(Problem details): Locate each line in the records below that contains the string "pebble" and copy those lines out. The match is case-sensitive.

[Records from a collection]
※
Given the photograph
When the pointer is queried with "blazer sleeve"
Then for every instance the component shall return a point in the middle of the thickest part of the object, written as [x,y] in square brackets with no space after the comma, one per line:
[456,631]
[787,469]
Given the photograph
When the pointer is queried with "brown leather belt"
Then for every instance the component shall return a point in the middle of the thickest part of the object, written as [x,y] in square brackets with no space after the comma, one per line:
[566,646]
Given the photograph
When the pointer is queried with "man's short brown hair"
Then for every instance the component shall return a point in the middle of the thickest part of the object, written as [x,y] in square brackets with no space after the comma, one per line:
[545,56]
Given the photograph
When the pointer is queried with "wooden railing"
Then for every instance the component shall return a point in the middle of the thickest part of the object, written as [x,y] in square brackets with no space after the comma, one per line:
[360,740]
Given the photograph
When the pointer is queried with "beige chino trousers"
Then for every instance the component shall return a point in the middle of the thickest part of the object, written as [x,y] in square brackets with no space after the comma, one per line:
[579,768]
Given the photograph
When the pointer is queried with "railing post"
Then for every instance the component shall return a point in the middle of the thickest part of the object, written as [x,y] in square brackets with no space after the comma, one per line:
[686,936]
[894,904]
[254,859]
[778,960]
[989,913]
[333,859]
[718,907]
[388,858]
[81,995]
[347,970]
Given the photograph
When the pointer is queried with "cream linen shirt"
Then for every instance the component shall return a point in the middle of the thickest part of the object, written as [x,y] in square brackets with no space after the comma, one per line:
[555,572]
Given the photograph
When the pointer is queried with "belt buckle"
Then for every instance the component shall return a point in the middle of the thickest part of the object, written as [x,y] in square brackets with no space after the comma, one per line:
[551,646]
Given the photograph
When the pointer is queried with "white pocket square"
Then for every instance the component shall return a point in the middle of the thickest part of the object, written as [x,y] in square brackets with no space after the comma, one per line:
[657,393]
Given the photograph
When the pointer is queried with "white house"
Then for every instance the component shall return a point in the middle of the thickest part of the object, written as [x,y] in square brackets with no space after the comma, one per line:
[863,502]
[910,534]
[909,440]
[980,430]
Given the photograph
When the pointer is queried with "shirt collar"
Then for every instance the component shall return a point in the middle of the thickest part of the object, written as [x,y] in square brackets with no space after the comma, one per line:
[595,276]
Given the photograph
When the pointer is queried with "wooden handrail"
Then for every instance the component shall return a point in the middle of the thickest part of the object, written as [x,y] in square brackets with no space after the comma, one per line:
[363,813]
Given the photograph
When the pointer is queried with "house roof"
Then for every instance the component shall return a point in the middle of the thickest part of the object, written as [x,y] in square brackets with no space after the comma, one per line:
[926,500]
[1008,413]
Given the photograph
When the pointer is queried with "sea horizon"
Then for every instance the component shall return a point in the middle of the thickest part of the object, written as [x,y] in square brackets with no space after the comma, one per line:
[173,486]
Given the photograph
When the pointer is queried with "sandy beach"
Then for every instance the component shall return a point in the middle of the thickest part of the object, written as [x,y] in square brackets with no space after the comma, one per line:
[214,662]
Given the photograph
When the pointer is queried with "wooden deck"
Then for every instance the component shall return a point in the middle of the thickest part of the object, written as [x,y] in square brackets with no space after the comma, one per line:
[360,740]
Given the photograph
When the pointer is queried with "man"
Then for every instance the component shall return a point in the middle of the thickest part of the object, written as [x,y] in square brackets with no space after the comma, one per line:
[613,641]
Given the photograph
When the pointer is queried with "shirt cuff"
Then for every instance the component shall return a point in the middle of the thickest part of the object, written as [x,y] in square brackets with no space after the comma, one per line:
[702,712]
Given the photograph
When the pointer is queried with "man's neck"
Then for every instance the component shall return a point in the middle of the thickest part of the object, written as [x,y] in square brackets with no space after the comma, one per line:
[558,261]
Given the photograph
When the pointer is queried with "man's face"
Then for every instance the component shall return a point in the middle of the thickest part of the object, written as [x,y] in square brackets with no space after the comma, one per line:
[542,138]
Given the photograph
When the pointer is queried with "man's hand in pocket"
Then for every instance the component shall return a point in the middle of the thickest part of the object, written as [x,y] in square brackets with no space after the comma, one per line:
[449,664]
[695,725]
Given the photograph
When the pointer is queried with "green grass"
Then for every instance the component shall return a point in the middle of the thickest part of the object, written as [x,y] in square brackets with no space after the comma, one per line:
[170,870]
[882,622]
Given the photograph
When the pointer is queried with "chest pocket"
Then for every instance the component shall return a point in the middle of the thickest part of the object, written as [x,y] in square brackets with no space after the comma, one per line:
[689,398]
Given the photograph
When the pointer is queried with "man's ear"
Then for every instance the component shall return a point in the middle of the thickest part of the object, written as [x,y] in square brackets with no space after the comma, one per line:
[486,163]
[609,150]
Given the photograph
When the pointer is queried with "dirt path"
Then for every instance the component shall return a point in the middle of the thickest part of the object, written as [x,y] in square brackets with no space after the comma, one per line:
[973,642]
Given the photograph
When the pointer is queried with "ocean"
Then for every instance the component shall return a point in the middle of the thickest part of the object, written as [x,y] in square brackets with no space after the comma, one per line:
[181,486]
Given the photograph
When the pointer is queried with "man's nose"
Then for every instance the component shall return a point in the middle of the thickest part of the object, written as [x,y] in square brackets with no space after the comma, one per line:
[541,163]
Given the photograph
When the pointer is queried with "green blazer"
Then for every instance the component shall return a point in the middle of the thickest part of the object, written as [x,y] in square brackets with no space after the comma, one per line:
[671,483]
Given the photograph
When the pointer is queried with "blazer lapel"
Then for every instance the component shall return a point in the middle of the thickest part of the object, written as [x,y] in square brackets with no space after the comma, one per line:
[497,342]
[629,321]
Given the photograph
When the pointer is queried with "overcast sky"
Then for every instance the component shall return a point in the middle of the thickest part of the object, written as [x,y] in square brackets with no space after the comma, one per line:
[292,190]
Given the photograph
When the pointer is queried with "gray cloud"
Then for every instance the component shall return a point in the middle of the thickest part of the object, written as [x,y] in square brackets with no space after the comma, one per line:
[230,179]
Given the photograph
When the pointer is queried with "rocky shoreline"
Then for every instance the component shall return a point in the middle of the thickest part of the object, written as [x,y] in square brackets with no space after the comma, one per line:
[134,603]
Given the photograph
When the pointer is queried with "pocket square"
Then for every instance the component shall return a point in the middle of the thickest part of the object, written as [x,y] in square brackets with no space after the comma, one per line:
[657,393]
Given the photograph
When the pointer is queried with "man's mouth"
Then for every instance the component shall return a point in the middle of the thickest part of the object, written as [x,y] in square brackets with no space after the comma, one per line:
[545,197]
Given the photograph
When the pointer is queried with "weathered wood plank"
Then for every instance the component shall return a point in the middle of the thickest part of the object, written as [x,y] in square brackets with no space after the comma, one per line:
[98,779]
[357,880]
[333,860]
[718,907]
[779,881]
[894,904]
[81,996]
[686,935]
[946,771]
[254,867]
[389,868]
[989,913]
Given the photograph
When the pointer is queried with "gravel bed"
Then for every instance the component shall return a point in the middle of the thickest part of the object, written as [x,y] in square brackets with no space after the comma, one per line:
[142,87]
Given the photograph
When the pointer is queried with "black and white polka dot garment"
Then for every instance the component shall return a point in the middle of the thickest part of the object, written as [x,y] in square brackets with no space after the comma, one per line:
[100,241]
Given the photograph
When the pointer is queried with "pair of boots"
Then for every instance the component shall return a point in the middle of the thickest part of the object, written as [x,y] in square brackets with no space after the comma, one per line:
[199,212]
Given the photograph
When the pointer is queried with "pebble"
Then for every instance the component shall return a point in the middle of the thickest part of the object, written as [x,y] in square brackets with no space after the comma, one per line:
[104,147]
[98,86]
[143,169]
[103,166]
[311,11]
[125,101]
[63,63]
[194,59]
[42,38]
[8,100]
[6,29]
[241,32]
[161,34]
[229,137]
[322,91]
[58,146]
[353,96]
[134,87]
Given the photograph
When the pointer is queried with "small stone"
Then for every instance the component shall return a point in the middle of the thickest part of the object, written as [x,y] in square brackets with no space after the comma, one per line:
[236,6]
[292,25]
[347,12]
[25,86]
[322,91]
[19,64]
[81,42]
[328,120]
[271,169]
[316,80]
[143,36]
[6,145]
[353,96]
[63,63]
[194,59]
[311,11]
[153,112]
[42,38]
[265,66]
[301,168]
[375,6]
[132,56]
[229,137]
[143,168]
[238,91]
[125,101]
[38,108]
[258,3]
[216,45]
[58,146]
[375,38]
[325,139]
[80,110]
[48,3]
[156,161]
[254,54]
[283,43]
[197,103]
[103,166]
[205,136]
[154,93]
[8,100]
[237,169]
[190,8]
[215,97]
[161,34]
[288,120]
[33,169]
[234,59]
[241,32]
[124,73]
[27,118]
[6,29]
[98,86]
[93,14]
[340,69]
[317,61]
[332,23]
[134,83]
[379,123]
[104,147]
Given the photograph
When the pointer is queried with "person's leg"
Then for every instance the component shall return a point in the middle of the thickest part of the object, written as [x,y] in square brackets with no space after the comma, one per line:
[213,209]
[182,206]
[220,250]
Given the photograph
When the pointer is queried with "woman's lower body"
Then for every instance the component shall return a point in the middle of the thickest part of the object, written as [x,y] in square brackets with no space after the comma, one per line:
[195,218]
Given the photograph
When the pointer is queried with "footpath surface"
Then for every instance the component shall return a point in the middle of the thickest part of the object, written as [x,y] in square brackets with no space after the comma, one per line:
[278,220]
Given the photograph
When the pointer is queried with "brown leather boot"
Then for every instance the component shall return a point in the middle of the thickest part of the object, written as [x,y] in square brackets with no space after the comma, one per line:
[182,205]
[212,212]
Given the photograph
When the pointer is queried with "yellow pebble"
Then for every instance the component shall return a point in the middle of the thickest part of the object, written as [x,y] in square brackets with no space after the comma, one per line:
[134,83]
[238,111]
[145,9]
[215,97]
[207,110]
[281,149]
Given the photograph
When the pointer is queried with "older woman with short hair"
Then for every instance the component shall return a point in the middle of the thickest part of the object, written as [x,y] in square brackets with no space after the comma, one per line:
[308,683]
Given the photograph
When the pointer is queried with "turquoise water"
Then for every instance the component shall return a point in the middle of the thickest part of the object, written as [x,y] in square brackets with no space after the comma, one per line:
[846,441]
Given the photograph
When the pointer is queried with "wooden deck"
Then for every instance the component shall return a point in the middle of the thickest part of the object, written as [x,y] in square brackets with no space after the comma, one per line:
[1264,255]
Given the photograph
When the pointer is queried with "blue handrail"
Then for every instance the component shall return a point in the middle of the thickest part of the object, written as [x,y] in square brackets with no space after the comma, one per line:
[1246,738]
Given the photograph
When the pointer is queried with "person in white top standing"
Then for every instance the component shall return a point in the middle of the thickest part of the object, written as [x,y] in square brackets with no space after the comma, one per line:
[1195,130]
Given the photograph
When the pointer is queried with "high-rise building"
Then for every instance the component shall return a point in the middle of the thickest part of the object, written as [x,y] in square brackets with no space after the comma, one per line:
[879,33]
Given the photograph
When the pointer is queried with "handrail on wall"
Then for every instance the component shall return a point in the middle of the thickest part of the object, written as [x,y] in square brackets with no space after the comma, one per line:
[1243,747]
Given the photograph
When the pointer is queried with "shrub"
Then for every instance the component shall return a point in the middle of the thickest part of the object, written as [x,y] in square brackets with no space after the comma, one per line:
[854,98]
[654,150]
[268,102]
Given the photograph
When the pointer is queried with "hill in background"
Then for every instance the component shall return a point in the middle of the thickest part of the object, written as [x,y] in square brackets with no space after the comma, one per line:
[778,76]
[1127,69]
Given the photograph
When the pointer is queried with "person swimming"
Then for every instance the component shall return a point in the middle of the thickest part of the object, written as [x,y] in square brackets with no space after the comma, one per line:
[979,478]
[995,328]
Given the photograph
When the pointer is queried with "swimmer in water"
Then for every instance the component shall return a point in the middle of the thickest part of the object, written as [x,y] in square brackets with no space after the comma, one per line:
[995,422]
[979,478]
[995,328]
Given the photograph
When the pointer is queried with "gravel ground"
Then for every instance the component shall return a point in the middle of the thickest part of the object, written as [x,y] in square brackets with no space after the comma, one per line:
※
(Output):
When the pointer is queried with "pebble"
When the pointer is queried with "yellow pebble"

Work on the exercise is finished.